• [WHAT IS EXPECTED] Rewrite the lines of the listing below, from the line containing "[trace] tree -> outlines" through the line containing "82L353 75L346 74L345", inclusive, as a numbered list that omits any blank lines.

• [INPUT]
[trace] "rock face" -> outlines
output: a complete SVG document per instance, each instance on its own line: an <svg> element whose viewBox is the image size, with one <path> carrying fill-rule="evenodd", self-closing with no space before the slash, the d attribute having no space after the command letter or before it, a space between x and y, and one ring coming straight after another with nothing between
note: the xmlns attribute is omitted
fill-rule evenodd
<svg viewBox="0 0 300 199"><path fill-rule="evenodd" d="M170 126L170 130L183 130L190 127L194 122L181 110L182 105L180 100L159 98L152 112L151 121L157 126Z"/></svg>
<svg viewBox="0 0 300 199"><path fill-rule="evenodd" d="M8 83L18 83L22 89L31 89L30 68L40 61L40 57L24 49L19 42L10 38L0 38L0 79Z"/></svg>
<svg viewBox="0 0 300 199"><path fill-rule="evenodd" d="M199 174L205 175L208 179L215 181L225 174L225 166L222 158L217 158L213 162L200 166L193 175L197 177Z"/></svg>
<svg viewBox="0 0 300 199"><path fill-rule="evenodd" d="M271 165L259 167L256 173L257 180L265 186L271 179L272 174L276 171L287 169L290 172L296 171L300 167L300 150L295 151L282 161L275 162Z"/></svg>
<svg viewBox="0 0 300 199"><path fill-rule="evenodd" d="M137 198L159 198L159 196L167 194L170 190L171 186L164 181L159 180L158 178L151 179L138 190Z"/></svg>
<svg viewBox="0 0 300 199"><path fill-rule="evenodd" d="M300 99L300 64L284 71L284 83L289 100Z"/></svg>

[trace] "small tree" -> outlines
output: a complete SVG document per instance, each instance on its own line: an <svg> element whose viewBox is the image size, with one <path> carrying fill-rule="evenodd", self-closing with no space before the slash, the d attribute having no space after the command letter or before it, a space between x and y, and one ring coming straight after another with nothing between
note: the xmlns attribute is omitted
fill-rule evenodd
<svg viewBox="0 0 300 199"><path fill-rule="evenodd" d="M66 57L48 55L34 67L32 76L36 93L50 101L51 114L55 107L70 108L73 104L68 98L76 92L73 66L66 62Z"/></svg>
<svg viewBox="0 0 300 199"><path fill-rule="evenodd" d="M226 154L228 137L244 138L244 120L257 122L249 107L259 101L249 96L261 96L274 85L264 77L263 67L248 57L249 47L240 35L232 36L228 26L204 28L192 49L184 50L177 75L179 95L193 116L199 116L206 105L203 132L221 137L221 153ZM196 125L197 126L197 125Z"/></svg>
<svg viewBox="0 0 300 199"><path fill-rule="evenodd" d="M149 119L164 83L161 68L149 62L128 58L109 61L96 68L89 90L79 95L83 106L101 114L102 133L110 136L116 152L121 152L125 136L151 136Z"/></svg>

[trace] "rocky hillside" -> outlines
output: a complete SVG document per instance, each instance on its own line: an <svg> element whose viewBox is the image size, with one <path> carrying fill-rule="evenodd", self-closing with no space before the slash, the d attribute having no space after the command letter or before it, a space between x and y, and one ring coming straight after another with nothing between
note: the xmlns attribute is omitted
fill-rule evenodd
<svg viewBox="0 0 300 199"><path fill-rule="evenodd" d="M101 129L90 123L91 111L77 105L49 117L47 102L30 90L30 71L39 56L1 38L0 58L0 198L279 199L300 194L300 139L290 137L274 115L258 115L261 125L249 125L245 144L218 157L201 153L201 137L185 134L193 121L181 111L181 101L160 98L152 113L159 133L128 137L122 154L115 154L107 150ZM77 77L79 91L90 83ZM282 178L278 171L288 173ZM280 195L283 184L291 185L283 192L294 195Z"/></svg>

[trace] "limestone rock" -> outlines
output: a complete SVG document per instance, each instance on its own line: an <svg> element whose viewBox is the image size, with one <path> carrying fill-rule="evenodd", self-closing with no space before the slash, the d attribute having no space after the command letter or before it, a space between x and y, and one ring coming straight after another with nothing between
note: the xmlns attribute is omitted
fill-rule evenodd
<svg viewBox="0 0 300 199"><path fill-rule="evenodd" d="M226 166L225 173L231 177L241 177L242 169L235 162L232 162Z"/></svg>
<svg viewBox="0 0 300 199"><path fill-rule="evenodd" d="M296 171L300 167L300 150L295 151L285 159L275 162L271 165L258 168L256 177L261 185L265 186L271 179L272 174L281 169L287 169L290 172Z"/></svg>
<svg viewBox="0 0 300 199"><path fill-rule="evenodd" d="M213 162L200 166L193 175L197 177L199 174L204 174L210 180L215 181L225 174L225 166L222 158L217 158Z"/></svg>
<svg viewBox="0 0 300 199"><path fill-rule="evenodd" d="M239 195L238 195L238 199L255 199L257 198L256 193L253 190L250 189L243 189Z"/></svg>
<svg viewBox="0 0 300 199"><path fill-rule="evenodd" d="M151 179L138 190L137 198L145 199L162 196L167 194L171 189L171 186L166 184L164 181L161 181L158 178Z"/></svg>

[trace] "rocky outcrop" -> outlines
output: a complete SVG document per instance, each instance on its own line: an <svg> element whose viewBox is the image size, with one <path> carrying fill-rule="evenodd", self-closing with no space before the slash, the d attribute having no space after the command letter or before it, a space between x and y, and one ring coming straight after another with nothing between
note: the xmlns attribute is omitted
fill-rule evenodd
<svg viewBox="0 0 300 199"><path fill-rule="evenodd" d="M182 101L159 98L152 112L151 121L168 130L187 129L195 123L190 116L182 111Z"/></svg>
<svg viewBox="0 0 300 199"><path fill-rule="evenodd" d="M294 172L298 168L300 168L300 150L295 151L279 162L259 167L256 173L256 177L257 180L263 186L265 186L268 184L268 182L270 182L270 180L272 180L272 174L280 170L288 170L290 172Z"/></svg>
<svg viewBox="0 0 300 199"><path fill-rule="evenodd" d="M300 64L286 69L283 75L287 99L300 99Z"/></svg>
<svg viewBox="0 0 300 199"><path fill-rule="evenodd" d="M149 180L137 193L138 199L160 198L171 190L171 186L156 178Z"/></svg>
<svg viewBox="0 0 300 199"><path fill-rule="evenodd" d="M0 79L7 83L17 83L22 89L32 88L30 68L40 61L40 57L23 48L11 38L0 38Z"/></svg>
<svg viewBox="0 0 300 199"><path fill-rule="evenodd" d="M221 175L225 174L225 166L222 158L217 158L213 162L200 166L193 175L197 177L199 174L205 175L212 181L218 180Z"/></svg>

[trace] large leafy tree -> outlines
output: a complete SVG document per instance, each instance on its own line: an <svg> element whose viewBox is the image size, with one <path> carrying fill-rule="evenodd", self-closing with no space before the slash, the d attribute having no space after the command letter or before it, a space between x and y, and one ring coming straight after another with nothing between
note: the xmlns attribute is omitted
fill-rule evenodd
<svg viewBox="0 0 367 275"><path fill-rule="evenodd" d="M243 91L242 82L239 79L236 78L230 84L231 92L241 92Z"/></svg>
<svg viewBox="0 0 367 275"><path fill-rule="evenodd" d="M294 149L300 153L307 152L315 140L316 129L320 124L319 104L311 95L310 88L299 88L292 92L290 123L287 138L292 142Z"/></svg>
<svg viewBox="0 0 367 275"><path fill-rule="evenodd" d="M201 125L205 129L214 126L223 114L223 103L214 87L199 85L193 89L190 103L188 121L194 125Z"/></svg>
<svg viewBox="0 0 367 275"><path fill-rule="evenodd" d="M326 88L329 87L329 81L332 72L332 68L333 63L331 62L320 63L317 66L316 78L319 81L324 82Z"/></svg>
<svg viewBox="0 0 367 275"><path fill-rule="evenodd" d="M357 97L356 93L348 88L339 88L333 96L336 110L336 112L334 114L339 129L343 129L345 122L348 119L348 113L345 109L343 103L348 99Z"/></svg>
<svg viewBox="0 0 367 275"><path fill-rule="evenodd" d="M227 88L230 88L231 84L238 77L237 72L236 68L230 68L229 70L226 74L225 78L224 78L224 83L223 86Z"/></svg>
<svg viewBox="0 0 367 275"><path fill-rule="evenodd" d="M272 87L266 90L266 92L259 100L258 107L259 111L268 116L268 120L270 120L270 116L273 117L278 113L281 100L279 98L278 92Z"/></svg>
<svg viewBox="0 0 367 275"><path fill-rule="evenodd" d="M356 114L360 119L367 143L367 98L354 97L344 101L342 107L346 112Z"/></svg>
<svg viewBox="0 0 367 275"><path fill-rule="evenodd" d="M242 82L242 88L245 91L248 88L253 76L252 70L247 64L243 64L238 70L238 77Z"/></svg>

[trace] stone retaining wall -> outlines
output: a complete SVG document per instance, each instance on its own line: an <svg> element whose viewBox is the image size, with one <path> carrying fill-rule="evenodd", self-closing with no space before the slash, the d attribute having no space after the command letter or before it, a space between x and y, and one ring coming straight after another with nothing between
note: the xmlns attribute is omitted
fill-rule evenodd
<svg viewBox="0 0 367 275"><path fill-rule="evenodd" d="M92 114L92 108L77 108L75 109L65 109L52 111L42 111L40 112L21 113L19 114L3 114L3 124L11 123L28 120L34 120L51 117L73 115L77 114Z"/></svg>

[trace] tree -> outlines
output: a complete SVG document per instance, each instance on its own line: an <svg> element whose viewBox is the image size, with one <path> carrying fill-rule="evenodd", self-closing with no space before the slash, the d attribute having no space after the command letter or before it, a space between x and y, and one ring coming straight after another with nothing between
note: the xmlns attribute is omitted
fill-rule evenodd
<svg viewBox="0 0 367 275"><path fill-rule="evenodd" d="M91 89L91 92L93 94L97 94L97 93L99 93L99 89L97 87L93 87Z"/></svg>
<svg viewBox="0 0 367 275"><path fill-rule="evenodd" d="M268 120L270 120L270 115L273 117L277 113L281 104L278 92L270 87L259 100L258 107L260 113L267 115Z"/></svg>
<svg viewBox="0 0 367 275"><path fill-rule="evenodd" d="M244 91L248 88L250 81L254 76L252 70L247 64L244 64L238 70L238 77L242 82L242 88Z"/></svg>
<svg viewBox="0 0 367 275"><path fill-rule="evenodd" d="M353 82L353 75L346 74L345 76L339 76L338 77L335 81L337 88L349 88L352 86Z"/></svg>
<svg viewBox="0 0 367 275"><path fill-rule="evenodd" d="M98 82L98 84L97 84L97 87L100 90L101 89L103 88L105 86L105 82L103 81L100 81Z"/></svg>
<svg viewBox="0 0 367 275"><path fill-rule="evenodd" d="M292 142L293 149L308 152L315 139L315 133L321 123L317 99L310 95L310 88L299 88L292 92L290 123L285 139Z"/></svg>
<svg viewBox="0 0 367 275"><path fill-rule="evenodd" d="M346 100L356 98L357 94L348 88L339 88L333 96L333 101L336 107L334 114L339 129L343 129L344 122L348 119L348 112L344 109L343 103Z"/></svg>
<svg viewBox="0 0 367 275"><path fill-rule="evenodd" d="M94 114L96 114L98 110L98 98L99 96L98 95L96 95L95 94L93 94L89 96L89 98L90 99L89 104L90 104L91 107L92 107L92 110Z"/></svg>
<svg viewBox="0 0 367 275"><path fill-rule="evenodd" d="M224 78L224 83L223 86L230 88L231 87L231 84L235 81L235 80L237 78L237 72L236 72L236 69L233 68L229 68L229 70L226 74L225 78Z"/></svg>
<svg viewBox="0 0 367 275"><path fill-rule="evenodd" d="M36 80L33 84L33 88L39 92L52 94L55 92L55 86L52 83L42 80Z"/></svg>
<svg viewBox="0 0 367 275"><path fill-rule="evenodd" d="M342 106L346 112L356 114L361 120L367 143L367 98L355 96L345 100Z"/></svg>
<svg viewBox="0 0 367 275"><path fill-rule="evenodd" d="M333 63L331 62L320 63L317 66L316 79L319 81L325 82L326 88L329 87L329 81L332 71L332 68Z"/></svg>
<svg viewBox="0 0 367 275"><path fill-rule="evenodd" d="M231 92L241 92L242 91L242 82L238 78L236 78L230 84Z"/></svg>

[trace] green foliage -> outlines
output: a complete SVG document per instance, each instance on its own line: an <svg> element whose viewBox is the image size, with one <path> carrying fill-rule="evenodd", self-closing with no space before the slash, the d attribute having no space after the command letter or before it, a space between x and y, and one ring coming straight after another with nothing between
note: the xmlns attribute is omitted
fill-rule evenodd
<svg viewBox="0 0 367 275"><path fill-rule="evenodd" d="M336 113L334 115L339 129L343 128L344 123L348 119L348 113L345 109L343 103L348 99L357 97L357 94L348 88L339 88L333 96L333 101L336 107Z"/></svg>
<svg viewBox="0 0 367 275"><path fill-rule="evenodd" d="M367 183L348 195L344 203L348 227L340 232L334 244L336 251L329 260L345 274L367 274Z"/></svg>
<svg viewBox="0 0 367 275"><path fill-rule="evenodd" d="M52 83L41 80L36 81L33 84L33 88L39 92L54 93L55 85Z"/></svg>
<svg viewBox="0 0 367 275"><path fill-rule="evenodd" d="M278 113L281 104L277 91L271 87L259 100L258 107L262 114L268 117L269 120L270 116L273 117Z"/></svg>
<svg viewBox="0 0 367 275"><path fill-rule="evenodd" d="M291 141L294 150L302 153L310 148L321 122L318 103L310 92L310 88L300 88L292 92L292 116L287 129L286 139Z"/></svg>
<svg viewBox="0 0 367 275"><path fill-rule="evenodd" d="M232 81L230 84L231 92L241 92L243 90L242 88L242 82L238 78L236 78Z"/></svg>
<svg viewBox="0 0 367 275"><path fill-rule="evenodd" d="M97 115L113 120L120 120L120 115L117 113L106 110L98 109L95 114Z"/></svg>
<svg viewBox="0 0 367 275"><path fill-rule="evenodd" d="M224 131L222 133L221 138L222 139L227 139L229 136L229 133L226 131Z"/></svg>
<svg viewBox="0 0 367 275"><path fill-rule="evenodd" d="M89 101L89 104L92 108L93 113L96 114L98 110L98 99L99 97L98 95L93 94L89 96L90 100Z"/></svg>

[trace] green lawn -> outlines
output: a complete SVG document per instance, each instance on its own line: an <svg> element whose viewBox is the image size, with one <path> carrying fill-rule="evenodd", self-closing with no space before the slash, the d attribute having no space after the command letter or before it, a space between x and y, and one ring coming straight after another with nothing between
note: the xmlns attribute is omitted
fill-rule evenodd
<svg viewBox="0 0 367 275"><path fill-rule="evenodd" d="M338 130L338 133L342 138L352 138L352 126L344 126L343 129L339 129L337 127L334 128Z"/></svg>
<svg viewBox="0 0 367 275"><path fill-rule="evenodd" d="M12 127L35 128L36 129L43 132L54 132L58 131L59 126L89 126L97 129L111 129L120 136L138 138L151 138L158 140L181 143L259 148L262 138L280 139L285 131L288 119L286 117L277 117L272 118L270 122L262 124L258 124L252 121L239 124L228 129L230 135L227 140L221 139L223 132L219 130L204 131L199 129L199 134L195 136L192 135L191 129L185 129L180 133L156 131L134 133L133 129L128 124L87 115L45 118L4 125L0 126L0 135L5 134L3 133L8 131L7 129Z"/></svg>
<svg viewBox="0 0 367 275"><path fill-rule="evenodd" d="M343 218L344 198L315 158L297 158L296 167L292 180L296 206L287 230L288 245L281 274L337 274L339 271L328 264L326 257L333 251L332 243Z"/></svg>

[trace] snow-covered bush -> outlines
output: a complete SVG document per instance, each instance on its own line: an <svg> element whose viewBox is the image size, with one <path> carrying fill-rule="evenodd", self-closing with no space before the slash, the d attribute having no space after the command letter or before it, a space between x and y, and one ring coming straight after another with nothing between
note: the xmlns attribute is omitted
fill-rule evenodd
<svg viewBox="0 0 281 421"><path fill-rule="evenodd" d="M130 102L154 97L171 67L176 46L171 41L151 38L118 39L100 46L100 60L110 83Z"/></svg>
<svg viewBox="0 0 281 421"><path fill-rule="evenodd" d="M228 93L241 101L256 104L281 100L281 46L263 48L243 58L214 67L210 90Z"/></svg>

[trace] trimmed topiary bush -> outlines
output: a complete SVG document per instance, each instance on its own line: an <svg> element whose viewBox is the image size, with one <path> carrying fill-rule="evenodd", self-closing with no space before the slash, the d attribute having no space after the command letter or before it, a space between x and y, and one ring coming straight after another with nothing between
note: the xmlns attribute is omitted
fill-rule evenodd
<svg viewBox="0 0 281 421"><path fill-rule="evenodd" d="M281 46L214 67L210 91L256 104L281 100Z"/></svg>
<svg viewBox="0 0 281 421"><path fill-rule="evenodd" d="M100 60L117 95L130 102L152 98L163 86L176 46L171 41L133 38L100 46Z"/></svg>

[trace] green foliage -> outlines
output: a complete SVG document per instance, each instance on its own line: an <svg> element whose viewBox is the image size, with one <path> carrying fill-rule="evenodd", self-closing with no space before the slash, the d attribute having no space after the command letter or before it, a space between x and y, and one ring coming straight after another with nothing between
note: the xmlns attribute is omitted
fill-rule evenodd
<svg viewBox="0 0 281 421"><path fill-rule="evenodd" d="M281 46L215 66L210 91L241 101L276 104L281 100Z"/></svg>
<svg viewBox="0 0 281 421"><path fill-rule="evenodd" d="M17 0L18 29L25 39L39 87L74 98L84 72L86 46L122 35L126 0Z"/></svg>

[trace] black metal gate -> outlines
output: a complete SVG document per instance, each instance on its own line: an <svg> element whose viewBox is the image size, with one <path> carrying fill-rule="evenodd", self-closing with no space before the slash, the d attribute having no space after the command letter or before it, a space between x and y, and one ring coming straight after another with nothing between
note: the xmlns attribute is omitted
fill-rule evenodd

• [EXERCISE RESPONSE]
1. [trace] tree -> outlines
2. output: a complete SVG document per instance, each instance on its own line: an <svg> element whose viewBox is the image size, with one <path> carrying fill-rule="evenodd", self-closing with no space before the slash, the d attribute having no space after the command letter or before it, a space between x and y, and one ring coming straight after another with nothing between
3. note: the xmlns attribute is omitted
4. fill-rule evenodd
5. <svg viewBox="0 0 367 275"><path fill-rule="evenodd" d="M91 89L91 92L93 94L97 94L97 93L99 93L99 89L97 87L93 87Z"/></svg>
6. <svg viewBox="0 0 367 275"><path fill-rule="evenodd" d="M268 120L270 120L270 115L273 117L277 113L281 104L278 92L270 87L259 100L258 107L260 113L267 115Z"/></svg>
7. <svg viewBox="0 0 367 275"><path fill-rule="evenodd" d="M244 91L248 88L250 81L254 76L252 70L247 64L244 64L238 70L238 77L242 82L242 88Z"/></svg>
8. <svg viewBox="0 0 367 275"><path fill-rule="evenodd" d="M353 82L353 75L346 74L345 76L339 76L338 77L335 81L337 88L349 88L352 86Z"/></svg>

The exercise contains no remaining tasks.